# [Given text]
^^^^

Personal information
- Born: James Prudhomme June 6, 1921
- Died: July 14, 1984 (aged 63)
- Spouse: Betty Jo Hawkins

Professional wrestling career
- Ring name(s): Brute Berhard Brute Bernard Jim Bernard
- Billed height: 6 ft 2 in (188 cm)
- Billed weight: 270 lb (122 kg)
- Billed from: Quebec
- Trained by: Jack Britton
- Debut: 1957
- Retired: 1980

= Brute Bernard =

Canadian professional wrestler (1921 – 1984)

James Prudhomme (June 6, 1921 – July 14, 1984), was a Canadian professional wrestler, better known by the ring names Brute Bernard or Jim 'Brute' Bernhard.

He spent much of his career wrestling as part of a tag team with Skull Murphy. He competed for several wrestling promotions associated with the National Wrestling Alliance (NWA). He also worked for the Australia-based World Championship Wrestling (WCW) as well as the World Wide Wrestling Federation (WWWF). He died of a gunshot while cleaning a rifle in 1984.

^^^^

# [Instruction 1]
Gather each line of the rows that contains the word "outline".

Stored data entries
^^^^

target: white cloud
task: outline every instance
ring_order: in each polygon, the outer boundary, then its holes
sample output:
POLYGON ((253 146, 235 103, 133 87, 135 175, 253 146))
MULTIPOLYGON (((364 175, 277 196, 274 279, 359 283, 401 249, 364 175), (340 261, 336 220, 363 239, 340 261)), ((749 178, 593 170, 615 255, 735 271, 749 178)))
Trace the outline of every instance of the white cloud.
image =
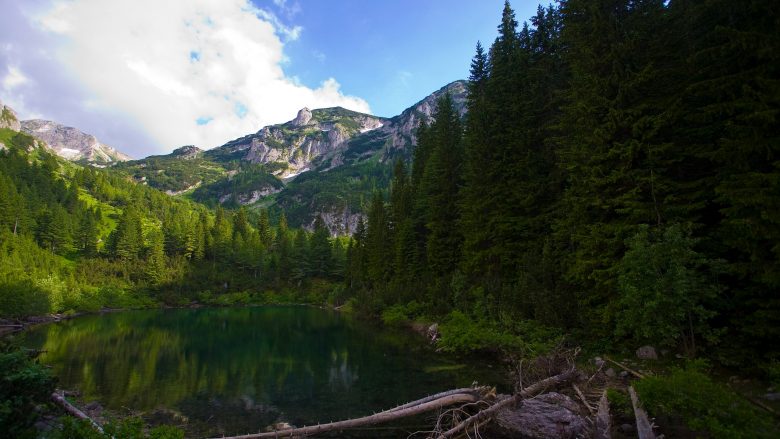
POLYGON ((3 77, 3 89, 5 91, 11 91, 20 85, 24 85, 30 82, 29 79, 19 70, 16 66, 8 66, 8 72, 3 77))
MULTIPOLYGON (((284 42, 301 28, 248 0, 71 0, 36 25, 61 39, 57 57, 93 95, 85 102, 129 115, 161 152, 214 147, 304 106, 370 112, 334 78, 309 88, 287 77, 284 42)), ((20 84, 11 76, 4 87, 20 84)))

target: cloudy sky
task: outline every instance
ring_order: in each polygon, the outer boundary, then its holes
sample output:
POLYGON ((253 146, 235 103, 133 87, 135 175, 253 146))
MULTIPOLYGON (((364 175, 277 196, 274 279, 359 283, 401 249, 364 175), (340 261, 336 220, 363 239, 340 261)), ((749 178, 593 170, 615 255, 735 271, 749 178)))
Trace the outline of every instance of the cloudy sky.
MULTIPOLYGON (((519 21, 536 3, 512 2, 519 21)), ((468 75, 502 0, 0 0, 0 101, 132 157, 342 106, 393 116, 468 75)))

^^^^

# [Instruction 2]
Extend the Brute Bernard biography above, picking up after its last sentence.

# [Expected output 1]
task: outline every instance
Trace the outline of every instance of the white cloud.
task: outline every instance
Trace the outline of every instance of the cloudy sky.

# [Expected output 2]
==Professional wrestling career==

===Early career (1957-1966)===
Bernard was discovered by wrestling promoter Jack Britton, who convinced him to become a wrestler. He made his debut in 1957, competing in Ontario. He initially wrestled under his real name, but he later took on the name Brute Bernard. He also competed as in Detroit for a promotion run by Ed Farhat. He teamed up with fellow Canadian wrestler Skull Murphy throughout the 1960s. Their first championship came on May 16, 1963, when they won the WWWF United States Tag Team Championship. They held the title belts for almost six months before dropping them to Killer Kowalski and Gorilla Monsoon on November 14. They then began competing for Championship Wrestling from Florida, an NWA territory. They participated in a tag team tournament and won the vacant Florida version of the NWA World Tag Team Championship in 1964. Bernard and Murphy feuded with Hiro Matsuda and Duke Keomuka over the belts and traded the belts back and forth before losing them to Matsusa and Keomuka for good. Bernard and Murphy worked for World Championship Wrestling in 1966, where they won the IWA World Tag Team Championship twice.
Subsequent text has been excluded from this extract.